Exercise passage

The New York Post’s cover story on the brutal murder of Satmar property developer Menachem Stark – “Who Didn’t Want this Guy Dead?” – has sparked charges of gross insensitivity and anti-Semitism. Even if the most heinous charges of slumlordship are true – which Stark is not here to defend – is there an implication that he deserved to die?
There can be no question that the outrageous caption was ominous and gave the impression that Stark – a father of seven with a strong reputation for philanthropy in his community – died in some kind of mafia-style hit due to shady business dealings. The Post should take responsibility for conveying that unfair, uncorroborated, and unjust impression.
But what makes this story so mystifying is that charges of anti-Semitism against the Post would seem not just misguided but insane. The Post just might be the single strongest supporter of Israel of any mainstream publication in the U.S. Its proprietor, Rupert Murdoch, is one of Israel’s true, stalwart, and international friends and is on record praising Israel in the most glowing terms on innumerable occasions, including this: “Israel is successful because it is one of several countries whose economy revolves around the human mind and it is really a light unto the nations. Bear in mind that everything that happens in Israel happens despite all the threats to the country… As far as I’m concerned, what was right for King David is right for me. Therefore, to me, Jerusalem is the capital of the State of Israel.”
I have heard people tell, me that even the most trusted publications are still tinged with anti-Semitism. Anti-Semitism is endemic. It lurks just beneath the surface even among non-Jewish supporters. Is this not what the Talmud says, that “it is a law of nature that Esau (understood to mean the non-Jewish nations) hates Jacob?”
I consider this belief, that anti-Semitism is some sort of genetic inheritance of the non-Jewish nations, always simmering just beneath the surface, to be one of the most destructive Jewish ideas that must finally be repudiated. It not only punishes friends along with foes, but it severely limits the Jewish people from developing their fullest potential.
No one would fault the most persecuted of nations for harboring a congenital belief that non-Jewish society remains rampant with anti-Semitism. But Jews, as a people, will never assert their place among the nations and have a dramatic impact on world events until they finally abandon the belief that latent anti-Semitism animates their Gentile neighbors.
American Supreme Court Justice Clarence Thomas, although black, is no hero of America’s African-American community. The principal reason, arguably, is that he is a conservative who opposes affirmative action that would give blacks preferential treatment in education and jobs. But he maintains that positive discrimination undermines a community’s sense of self-reliance.
Is it possible that the lingering belief that the world is primarily anti-Semitic is harming the Jewish nation as well? My meaning is not directed to our commercial achievements. Thank G-d the Jewish community is overall a prosperous one. But riches were never our destiny. Rather, it was to serve as a light unto the nations. How can we possibly influence the world and teach them about Godliness and goodness as long as we believe that the nations of the world secretly despise us? Will we have any true desire to leave a lasting impact on the non-Jewish world, or indeed work with them for any purpose other than expediency, if we harbour an inner conviction that they retain a visceral dislike of Jews?

Actions to take
a – In the op-ed, who is named as the proprietor of the New York Post?
b – Transcribe the op-ed from "I have heard" to "their fullest potential.".

Material shown
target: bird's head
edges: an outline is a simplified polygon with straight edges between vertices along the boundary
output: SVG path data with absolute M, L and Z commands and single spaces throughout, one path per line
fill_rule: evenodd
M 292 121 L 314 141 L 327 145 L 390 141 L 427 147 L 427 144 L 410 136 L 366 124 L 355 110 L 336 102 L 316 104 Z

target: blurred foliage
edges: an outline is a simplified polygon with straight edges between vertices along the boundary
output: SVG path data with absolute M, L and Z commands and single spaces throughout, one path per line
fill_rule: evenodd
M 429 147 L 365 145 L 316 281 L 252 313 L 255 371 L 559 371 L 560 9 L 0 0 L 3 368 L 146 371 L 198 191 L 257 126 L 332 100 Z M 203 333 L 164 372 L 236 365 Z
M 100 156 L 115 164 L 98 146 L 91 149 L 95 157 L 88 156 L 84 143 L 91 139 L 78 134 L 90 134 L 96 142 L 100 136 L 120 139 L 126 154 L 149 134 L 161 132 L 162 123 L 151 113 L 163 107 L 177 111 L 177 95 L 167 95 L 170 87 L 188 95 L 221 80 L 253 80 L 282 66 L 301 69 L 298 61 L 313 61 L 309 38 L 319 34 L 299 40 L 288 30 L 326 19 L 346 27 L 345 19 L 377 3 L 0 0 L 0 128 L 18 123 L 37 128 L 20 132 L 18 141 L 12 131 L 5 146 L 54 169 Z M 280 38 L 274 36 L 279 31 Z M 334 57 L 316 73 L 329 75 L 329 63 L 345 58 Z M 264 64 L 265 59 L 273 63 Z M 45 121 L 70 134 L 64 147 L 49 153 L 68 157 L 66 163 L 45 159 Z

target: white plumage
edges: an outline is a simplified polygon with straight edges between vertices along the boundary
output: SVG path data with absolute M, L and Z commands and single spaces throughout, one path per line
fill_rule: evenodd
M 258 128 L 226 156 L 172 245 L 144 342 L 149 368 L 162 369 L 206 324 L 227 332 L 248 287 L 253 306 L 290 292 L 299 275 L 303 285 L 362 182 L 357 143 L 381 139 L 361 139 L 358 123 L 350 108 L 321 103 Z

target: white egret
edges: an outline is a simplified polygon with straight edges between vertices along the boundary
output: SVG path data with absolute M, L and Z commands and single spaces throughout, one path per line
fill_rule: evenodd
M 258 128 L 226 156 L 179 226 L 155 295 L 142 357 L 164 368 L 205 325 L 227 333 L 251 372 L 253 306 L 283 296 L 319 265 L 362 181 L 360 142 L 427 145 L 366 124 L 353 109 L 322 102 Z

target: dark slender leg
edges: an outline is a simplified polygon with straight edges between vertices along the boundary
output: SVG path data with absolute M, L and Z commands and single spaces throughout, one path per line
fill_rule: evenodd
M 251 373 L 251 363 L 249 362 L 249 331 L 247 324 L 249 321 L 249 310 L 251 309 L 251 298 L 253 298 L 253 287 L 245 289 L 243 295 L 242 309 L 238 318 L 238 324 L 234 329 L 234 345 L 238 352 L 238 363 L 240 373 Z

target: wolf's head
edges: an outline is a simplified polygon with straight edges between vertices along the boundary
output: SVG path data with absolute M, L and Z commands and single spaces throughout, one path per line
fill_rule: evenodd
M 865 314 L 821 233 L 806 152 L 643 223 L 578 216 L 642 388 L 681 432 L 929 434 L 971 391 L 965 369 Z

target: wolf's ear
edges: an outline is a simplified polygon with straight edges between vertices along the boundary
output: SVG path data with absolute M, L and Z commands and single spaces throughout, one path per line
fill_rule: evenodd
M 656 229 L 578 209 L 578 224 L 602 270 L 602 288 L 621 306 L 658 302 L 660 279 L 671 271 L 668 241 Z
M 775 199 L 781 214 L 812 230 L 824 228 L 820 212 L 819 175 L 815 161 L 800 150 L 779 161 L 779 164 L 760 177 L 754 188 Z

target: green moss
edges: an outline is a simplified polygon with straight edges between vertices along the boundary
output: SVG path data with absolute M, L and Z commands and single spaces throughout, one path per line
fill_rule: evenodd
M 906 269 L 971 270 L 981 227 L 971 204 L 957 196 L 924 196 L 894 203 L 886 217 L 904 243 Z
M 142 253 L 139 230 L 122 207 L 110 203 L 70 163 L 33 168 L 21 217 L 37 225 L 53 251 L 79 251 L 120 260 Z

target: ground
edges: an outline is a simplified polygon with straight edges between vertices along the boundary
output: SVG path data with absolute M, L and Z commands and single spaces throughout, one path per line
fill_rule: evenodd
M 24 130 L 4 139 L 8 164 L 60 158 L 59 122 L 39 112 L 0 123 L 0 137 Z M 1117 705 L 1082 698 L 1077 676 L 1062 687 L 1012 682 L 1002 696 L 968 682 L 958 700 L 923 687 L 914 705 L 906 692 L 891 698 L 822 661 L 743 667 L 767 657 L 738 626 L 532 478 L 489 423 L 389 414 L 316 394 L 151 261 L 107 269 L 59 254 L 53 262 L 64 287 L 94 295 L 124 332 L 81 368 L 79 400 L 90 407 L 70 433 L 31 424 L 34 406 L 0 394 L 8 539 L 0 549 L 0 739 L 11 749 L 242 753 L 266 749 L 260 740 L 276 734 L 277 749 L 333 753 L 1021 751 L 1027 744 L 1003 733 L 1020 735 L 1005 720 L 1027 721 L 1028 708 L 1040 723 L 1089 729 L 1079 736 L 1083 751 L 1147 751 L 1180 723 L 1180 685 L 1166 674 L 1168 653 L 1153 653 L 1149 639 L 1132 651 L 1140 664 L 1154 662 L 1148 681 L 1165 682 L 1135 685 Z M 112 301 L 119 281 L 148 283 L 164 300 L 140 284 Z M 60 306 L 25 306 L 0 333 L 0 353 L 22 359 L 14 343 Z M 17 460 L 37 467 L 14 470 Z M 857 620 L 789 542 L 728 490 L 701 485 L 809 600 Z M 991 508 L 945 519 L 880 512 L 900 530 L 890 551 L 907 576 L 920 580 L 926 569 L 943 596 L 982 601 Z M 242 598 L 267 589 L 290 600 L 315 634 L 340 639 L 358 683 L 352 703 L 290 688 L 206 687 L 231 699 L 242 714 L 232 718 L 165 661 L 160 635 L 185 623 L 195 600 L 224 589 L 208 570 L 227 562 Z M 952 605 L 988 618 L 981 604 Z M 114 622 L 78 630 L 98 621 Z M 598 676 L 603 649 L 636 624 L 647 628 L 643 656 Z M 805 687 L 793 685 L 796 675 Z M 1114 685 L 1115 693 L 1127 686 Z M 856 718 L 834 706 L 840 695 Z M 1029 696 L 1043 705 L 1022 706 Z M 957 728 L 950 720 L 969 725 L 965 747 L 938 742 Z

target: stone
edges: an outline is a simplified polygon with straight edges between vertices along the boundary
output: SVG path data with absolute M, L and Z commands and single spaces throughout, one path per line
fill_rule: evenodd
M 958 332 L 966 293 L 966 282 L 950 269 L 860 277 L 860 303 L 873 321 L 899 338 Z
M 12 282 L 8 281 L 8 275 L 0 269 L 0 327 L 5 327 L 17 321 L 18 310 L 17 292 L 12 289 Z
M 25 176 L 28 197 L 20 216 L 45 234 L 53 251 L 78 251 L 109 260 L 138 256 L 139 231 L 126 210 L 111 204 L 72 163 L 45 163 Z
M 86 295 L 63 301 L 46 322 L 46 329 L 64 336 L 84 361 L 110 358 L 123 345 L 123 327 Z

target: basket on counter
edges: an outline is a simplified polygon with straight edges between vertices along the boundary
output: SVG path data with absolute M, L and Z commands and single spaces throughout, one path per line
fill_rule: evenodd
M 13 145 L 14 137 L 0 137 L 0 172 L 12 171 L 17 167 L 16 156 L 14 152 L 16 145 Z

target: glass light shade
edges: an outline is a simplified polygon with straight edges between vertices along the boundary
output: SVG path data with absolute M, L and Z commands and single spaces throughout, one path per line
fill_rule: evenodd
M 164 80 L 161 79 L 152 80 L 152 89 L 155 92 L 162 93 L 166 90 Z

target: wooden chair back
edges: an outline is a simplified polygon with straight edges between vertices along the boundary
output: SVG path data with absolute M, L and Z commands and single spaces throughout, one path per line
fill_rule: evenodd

Responses by item number
a – Rupert Murdoch

b –
I have heard people tell, me that even the most trusted publications are still tinged with anti-Semitism. Anti-Semitism is endemic. It lurks just beneath the surface even among non-Jewish supporters. Is this not what the Talmud says, that “it is a law of nature that Esau (understood to mean the non-Jewish nations) hates Jacob?”
I consider this belief, that anti-Semitism is some sort of genetic inheritance of the non-Jewish nations, always simmering just beneath the surface, to be one of the most destructive Jewish ideas that must finally be repudiated. It not only punishes friends along with foes, but it severely limits the Jewish people from developing their fullest potential.